Supplied information:
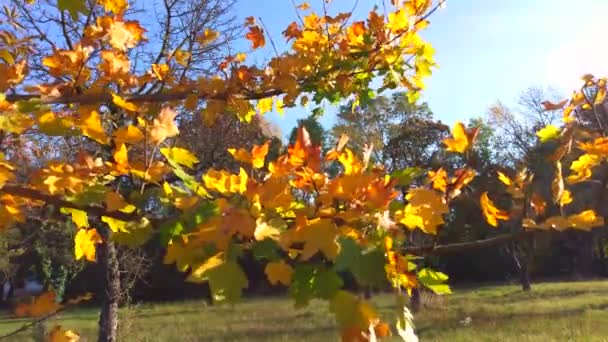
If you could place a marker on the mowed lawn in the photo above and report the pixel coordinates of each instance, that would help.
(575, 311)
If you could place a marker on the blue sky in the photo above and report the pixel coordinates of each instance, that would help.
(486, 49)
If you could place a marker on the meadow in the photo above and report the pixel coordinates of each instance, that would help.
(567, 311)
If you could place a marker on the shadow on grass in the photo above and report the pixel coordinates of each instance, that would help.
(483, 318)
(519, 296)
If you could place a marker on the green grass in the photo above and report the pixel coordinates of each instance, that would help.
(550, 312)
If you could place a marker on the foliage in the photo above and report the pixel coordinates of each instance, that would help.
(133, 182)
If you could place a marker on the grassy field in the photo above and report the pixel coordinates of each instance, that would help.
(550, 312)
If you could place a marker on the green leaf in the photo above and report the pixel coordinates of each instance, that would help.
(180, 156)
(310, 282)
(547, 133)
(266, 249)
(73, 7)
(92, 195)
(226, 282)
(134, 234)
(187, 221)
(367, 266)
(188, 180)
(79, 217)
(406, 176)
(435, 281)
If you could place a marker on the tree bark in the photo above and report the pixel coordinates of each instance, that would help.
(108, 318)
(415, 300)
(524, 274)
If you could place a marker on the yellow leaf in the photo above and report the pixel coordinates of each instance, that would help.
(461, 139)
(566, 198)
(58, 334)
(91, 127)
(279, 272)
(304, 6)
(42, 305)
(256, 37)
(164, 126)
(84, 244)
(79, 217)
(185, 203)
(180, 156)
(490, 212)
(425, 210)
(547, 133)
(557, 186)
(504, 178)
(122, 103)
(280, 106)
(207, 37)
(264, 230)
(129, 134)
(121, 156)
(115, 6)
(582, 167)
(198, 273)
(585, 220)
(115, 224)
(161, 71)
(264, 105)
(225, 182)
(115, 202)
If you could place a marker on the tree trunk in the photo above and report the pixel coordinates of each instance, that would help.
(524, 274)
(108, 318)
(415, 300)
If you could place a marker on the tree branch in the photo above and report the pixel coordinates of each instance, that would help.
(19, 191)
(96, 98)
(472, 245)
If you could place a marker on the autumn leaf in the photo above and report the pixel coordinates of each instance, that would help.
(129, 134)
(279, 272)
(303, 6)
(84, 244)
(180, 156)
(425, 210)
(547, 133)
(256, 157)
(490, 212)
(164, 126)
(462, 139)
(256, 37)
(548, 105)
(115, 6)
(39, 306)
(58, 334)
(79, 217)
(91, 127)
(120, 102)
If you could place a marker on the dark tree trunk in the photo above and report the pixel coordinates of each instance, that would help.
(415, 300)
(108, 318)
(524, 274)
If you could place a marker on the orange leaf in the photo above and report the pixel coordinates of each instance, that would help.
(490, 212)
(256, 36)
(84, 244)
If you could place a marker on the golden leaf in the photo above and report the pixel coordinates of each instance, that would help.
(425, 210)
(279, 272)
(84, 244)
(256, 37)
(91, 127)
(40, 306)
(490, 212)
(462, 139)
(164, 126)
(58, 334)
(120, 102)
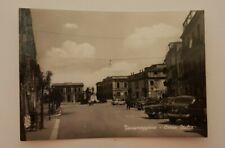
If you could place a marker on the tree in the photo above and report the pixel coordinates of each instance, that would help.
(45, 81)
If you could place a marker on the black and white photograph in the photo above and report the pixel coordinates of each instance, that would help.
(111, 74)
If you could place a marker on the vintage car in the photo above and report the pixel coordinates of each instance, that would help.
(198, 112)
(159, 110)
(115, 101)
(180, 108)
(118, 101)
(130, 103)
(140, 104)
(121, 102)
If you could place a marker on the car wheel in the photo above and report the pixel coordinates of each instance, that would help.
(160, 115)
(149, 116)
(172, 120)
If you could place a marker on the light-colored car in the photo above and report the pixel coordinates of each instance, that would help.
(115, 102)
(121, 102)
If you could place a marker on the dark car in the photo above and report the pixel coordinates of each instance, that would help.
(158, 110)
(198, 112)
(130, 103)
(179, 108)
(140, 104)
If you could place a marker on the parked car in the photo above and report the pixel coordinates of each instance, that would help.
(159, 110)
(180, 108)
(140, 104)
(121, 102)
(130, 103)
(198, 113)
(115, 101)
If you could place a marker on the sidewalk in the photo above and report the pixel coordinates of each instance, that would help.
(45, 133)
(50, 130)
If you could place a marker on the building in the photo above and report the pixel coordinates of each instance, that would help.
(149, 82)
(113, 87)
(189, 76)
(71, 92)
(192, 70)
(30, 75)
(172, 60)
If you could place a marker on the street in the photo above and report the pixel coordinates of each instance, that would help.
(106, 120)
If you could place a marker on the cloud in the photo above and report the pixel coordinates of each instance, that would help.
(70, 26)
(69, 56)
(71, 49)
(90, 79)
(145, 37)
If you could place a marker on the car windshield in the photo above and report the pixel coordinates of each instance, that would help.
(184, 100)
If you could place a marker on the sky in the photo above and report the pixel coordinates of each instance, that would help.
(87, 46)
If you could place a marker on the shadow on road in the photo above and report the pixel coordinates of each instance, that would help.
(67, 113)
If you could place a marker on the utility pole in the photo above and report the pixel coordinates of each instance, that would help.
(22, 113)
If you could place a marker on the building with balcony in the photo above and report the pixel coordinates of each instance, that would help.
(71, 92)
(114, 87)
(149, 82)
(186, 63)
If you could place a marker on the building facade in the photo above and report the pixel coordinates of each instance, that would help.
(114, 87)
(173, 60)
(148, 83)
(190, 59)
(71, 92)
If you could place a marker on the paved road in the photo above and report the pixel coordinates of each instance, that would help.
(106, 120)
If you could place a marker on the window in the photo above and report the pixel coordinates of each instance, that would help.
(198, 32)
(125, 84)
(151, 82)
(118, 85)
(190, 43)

Task details: Copy the records word for word, leaving no picture in the copy.

Solution to this exercise:
If you could place a marker on the mowed lawn in the photo above and report the pixel coordinates of each instance, that would help.
(575, 311)
If you could place a marker on the blue sky in the photo above and report the pixel coordinates of each instance, that would help.
(486, 49)
If you could place a marker on the meadow in the photo above and report the pixel coordinates of each instance, that would help.
(567, 311)
If you could place a marker on the shadow on grass in the photo above and report the pixel coordinates of each instance, that would help.
(483, 318)
(519, 296)
If you could place a marker on the green grass in the photo above and report the pixel coordinates of each instance, that would help.
(550, 312)
If you could place a marker on the foliage in the photo above and report the pixel coordinates of each instance, that would help.
(133, 182)
If you could place a marker on the grassy field in the photo above and report the pixel coordinates of each instance, that would help.
(550, 312)
If you could place a marker on the green leaf in the photo above and report the pixel coordinates of each instance, that would help.
(180, 156)
(310, 282)
(547, 133)
(266, 249)
(73, 7)
(92, 195)
(226, 282)
(134, 234)
(187, 221)
(367, 266)
(188, 180)
(79, 217)
(406, 176)
(435, 281)
If you could place a marker on the tree bark in the photo above and report the pixel coordinates of each instance, that would help.
(108, 318)
(415, 300)
(524, 274)
If you could place a marker on the yellow leaf in the photo above and report the pixel coordinates of each instance, that would help.
(461, 139)
(566, 198)
(58, 334)
(91, 127)
(279, 272)
(304, 6)
(42, 305)
(256, 37)
(164, 126)
(84, 244)
(79, 217)
(185, 203)
(180, 156)
(490, 212)
(425, 210)
(547, 133)
(557, 186)
(504, 178)
(122, 103)
(280, 106)
(207, 37)
(264, 230)
(129, 134)
(121, 156)
(115, 6)
(582, 167)
(198, 273)
(585, 220)
(115, 224)
(161, 71)
(264, 105)
(225, 182)
(115, 202)
If you could place a marker on the tree trunk in the photo above and report the pixel coordinates of each instance, that would help.
(524, 274)
(108, 318)
(415, 300)
If you could place a marker on the tree branch in the photo above and report the pixel coordinates of each instance, that would help.
(19, 191)
(96, 98)
(472, 245)
If you could place a marker on the autumn leaf in the photo above and report the pixel coordinates of each instance, that would help.
(129, 134)
(279, 272)
(303, 6)
(84, 244)
(180, 156)
(425, 210)
(547, 133)
(256, 157)
(490, 212)
(164, 126)
(462, 139)
(256, 37)
(548, 105)
(115, 6)
(39, 306)
(58, 334)
(79, 217)
(91, 127)
(120, 102)
If you could place a marker on the dark tree trunk in the photo above and report the pixel coordinates of each instance, that would help.
(415, 300)
(108, 318)
(524, 274)
If you could place a marker on the orange leaf in the photo above and report the pixel coordinates of each instance, that would help.
(490, 212)
(256, 36)
(84, 244)
If you could place a marker on the golden leaf in the photo above and report the pixel coordinates of each instance, that would help.
(425, 210)
(279, 272)
(84, 244)
(256, 37)
(91, 127)
(40, 306)
(490, 212)
(462, 139)
(164, 126)
(58, 334)
(120, 102)
If you could place a marker on the tree in the photo above and report the pixel coordinates of each instance, that would help.
(45, 81)
If you could place a marker on the black and white photograph in the photo above and report the pixel coordinates of each instance, that would help.
(111, 74)
If you could place a marker on the vintage car in the photo above and report the pixel coordinates of each instance, that would help.
(198, 112)
(159, 110)
(115, 101)
(180, 108)
(118, 101)
(130, 103)
(140, 104)
(121, 102)
If you could place a marker on the car wheel in the photo above and report the pixel coordinates of each instance, that would help.
(160, 115)
(149, 116)
(172, 120)
If you could place a marker on the light-colored car in the photo above and report the pixel coordinates of each instance, that would help.
(115, 102)
(121, 102)
If you could place a marker on the dark car in the photo above and report the pixel coordinates of each instance, that would help.
(158, 110)
(198, 112)
(130, 103)
(179, 108)
(140, 104)
If you could place a marker on the parked car in the photo above and report the pixel coordinates of each instance, that would help.
(159, 110)
(180, 108)
(140, 104)
(121, 102)
(130, 103)
(198, 113)
(115, 101)
If you could place a marker on the sidewalk in the photo above and report the pixel coordinates of each instance, that would help.
(45, 133)
(50, 130)
If you could place a marker on the building in the photo above and report the pixel coordinates of each instance, that would help.
(149, 82)
(113, 87)
(189, 76)
(71, 92)
(192, 70)
(30, 75)
(172, 60)
If you could place a marker on the street in the photo above and report the pixel coordinates of each instance, that would help.
(106, 120)
If you could place a marker on the cloud in the photo above and report the pixel coordinates of each instance, that would help.
(70, 26)
(69, 56)
(71, 49)
(90, 79)
(145, 37)
If you could place a marker on the car windshield in the photo above and report the pixel coordinates of each instance, that would help.
(184, 100)
If you could place a marker on the sky in the photo above and report the pixel coordinates of each instance, that would help.
(87, 46)
If you could place a marker on the shadow on road in the photo above and report the pixel coordinates of each instance, that would help.
(67, 113)
If you could place a marker on the utility pole in the photo above and report the pixel coordinates of each instance, that would help.
(22, 113)
If you could place a marker on the building with balcony in the photo above and report the pixel coordinates of each instance, that would help.
(71, 92)
(114, 87)
(149, 82)
(186, 63)
If you could place a marker on the building facade in the photo above and report the pixel coordinates of each instance, that would help.
(114, 87)
(173, 60)
(148, 83)
(190, 59)
(71, 92)
If you could place a marker on the paved road in the photo above and report the pixel coordinates of each instance, that would help.
(106, 120)
If you could place a marker on the window in the photo above and report the pixel coordinates of each instance, that would help.
(198, 32)
(125, 84)
(151, 82)
(118, 85)
(190, 43)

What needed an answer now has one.